Parenting Choices
School Expels Girl for Having Gay Parents
ONTARIO, Calif. (Sept. 23) - A 14-year-old student was expelled from a Christian school because her parents are lesbians, the school's superintendent said in a letter.
Shay Clark was expelled from Ontario Christian School on Thursday.
"Your family does not meet the policies of admission," Superintendent Leonard Stob wrote to Tina Clark, the girl's biological mother.
Stob wrote that school policy requires that at least one parent may not engage in practices "immoral or inconsistent with a positive Christian life style, such as cohabitating without marriage or in a homosexual relationship," The Los Angeles Times reported in Friday's edition.
Stob could not be reached for comment by the newspaper. Shay and her parents said they won't fight the ruling.
School administrators learned of the parents' relationship this week after Shay was reprimanded for talking to the crowd during a football game, Tina Clark said.
Clark and her partner have been together 22 years and have two other daughters, ages 9 and 19.
09/23/05 07:04 EDT
Copyright 2005 The Associated Press.
SO here's the thing (you know I always have to have a thing):
I think this is the most ridiculous reason for expulsion that I have ever heard. And I certainly think this violates the child's right to an education, and the freedom to have the kind of family that you have.
But there is something I don't get. How come these parents decided to send their child to a Christian school in the first place? I mean, yes, they have the RIGHT to seek a Christian-based education for their children, absolutely. But doesn't that choice pretty much amount to sending the lamb to the wolves?

> [TASK REQUIREMENTS]:
Answer from the expulsion post:
(a) How old is Shay Clark?
(b) How long have Clark and her partner been together?
(c) Which newspaper reported the school policy that Stob described?
The rows after the expulsion post are separate material.

> [RECORDS PROVIDED]:

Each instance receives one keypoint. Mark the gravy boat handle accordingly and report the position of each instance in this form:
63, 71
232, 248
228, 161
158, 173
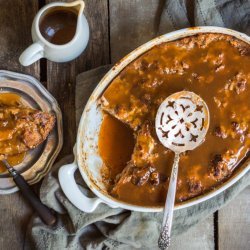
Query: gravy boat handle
32, 54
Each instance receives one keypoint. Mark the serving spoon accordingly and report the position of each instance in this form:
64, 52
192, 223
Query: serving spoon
181, 124
43, 211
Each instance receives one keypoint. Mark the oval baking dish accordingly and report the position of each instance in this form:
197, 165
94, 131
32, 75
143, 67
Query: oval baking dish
87, 156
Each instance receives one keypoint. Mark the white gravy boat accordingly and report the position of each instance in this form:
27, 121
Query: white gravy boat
57, 53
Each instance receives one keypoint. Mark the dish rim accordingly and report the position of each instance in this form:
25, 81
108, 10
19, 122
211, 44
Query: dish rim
104, 83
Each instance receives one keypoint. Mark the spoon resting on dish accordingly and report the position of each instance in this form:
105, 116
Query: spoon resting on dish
181, 123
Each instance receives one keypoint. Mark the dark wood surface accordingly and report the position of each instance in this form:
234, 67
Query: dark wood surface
117, 27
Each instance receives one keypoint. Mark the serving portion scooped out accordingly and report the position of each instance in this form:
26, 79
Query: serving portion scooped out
21, 128
214, 66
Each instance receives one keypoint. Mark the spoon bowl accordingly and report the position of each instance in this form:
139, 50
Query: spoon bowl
181, 124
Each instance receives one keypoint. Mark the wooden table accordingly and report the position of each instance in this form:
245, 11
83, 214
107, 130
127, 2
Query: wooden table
117, 27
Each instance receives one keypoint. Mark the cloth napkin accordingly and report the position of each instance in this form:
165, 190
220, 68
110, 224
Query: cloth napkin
108, 228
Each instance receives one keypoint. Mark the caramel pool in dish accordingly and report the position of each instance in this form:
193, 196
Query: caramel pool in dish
214, 66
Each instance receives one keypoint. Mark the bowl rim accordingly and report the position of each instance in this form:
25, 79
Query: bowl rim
104, 83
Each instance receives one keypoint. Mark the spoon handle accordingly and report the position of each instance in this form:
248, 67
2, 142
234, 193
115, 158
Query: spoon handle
164, 239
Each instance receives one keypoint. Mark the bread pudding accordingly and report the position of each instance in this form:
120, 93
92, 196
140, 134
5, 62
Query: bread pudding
136, 166
21, 128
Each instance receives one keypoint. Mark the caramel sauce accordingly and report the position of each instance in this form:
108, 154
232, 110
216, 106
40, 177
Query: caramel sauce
9, 100
116, 145
58, 26
216, 67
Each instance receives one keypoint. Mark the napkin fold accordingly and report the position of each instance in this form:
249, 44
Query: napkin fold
108, 228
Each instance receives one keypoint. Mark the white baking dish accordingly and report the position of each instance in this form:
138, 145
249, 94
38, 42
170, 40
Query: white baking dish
87, 157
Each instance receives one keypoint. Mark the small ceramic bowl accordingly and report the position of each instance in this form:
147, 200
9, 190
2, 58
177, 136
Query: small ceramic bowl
88, 160
38, 161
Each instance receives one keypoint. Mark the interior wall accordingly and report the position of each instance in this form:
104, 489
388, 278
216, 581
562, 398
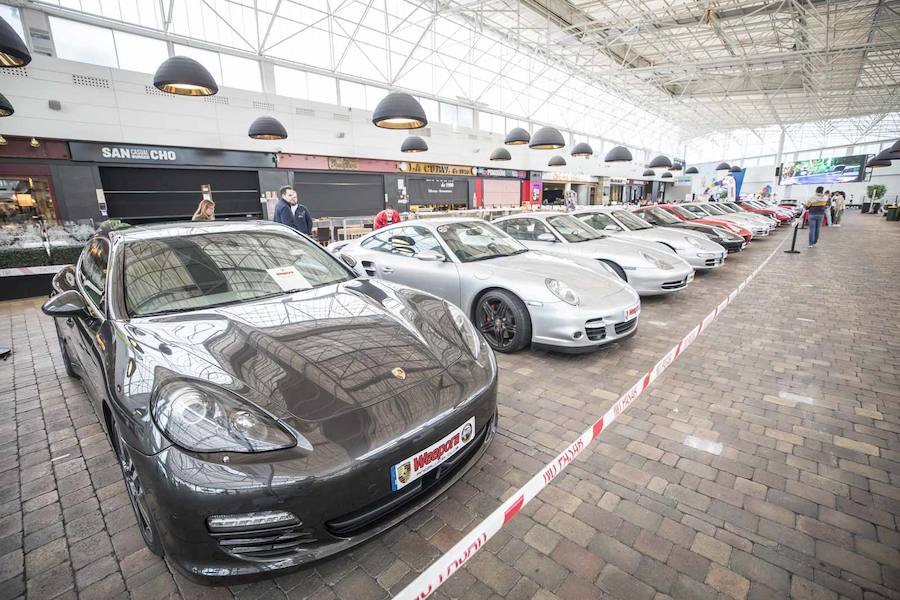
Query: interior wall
113, 105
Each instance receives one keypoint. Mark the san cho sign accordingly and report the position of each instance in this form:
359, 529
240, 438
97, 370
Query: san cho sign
131, 153
163, 155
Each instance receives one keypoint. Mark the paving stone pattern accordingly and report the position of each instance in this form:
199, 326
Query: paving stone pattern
802, 501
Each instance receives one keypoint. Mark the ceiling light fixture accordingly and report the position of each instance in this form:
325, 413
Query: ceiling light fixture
414, 143
399, 110
267, 128
501, 154
13, 51
185, 77
618, 154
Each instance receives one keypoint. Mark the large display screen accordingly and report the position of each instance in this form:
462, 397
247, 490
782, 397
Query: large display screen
824, 170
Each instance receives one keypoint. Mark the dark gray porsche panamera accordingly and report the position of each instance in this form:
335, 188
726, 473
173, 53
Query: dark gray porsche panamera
267, 407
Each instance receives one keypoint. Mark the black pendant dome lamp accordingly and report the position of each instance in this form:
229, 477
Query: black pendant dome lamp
185, 77
414, 143
399, 110
501, 154
517, 137
547, 138
6, 108
618, 154
13, 51
267, 128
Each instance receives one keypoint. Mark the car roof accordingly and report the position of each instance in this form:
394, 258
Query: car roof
186, 228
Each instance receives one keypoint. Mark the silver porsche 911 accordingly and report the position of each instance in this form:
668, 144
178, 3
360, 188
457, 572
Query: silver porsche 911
646, 267
695, 248
514, 296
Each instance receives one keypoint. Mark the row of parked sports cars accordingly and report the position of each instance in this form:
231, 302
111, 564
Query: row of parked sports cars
579, 287
271, 405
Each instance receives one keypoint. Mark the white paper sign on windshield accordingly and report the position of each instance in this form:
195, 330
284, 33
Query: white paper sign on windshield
289, 278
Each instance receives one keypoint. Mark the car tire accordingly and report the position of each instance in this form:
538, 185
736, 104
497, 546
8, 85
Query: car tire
503, 320
67, 362
619, 270
136, 492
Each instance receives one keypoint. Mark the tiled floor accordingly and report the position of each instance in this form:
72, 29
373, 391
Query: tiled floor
764, 463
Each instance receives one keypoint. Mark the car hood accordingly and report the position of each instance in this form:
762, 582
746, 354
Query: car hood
583, 277
317, 355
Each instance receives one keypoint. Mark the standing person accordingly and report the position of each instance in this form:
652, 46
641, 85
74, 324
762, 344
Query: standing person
289, 211
206, 211
386, 217
816, 208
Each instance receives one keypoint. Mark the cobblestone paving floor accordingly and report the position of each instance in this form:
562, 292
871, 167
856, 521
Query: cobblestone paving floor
764, 463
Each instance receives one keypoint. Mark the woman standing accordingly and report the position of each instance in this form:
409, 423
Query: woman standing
206, 211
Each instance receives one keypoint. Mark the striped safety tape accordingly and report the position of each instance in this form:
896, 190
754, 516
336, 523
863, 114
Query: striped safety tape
453, 560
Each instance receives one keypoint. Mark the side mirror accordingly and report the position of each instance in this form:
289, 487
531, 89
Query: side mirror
66, 304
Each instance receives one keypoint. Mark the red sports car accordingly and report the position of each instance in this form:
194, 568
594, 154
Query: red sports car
685, 215
761, 209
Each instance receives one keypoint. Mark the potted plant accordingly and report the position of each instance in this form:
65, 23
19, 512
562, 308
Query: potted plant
875, 192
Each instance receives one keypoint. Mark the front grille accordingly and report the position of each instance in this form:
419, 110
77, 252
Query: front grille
625, 326
378, 512
595, 330
674, 285
265, 542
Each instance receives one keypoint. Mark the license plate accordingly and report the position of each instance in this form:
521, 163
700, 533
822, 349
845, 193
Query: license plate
420, 463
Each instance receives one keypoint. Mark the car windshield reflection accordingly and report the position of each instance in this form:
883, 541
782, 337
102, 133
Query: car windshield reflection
178, 274
473, 241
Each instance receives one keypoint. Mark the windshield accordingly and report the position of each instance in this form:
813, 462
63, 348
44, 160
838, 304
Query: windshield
631, 220
660, 215
573, 230
212, 269
714, 209
684, 212
473, 240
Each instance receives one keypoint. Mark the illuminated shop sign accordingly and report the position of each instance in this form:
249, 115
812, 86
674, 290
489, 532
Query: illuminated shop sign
435, 169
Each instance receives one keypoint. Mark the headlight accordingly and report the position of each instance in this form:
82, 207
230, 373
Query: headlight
466, 330
655, 261
205, 419
562, 291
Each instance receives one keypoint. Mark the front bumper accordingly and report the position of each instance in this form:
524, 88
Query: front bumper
336, 511
566, 328
703, 260
654, 282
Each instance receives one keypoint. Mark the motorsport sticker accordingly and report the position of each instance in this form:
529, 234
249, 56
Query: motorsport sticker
417, 465
288, 278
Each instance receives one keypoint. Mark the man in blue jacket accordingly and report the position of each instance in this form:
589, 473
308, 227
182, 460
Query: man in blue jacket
289, 211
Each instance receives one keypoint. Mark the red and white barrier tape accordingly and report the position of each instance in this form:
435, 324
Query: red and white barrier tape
445, 566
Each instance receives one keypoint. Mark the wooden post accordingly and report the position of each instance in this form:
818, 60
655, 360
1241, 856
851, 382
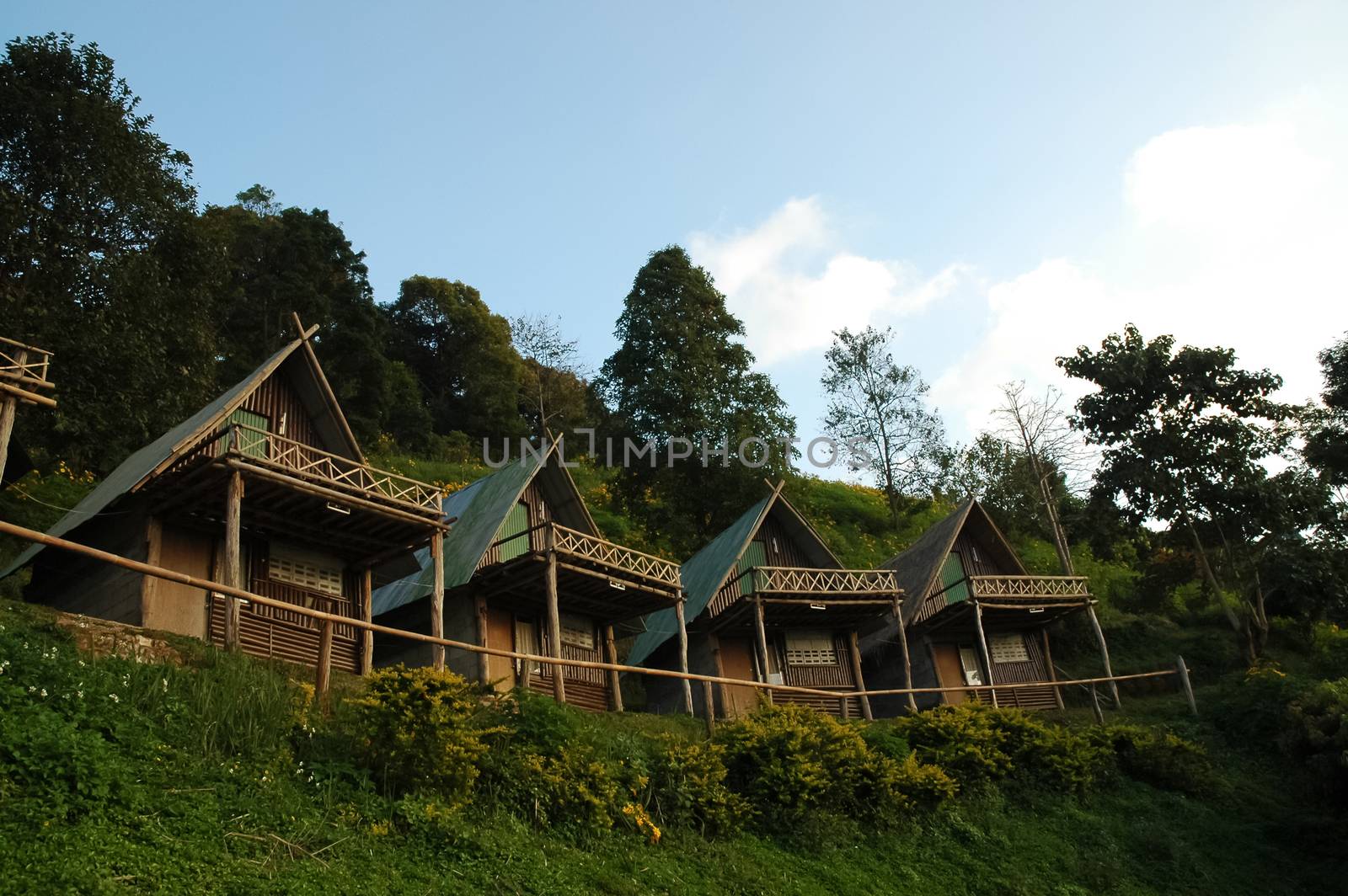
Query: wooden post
233, 512
8, 410
983, 647
856, 671
682, 653
762, 637
367, 615
325, 660
437, 599
1048, 660
484, 671
1105, 653
907, 660
554, 617
615, 684
1185, 685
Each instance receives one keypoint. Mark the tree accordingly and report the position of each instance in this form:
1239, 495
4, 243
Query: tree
681, 372
462, 354
281, 262
1185, 437
101, 258
553, 388
882, 406
1051, 449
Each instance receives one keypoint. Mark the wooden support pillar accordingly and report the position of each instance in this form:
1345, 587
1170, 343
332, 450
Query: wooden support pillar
855, 651
613, 680
367, 615
907, 660
762, 642
1048, 660
1185, 685
8, 411
554, 617
682, 655
233, 511
484, 673
437, 599
1105, 653
983, 647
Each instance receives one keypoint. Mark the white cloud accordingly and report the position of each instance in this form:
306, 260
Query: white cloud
793, 285
1237, 236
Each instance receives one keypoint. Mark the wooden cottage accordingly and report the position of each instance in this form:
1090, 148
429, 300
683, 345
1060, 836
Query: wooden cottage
526, 570
974, 616
768, 601
263, 489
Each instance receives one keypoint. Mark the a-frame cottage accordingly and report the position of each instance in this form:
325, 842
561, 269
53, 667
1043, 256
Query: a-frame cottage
975, 616
526, 570
263, 489
768, 601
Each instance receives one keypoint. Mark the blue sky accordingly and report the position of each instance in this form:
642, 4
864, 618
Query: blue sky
999, 182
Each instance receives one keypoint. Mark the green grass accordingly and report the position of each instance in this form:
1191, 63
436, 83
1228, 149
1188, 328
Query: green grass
190, 781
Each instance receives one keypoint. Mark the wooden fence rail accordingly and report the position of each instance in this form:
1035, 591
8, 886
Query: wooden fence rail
332, 619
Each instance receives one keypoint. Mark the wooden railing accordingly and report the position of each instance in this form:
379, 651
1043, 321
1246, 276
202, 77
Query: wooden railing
596, 550
794, 579
1028, 586
270, 451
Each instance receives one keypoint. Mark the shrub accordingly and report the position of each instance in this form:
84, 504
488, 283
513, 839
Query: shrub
421, 729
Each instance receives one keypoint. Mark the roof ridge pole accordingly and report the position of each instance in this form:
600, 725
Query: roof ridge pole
983, 646
682, 653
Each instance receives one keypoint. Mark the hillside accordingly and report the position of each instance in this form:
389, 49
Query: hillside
120, 776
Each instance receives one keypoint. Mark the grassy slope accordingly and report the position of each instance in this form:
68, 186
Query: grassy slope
190, 792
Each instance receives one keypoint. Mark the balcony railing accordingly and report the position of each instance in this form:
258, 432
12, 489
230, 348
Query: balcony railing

> [RESULT FOR THIS TASK]:
(a) 14 years old
(b) 22 years
(c) The Los Angeles Times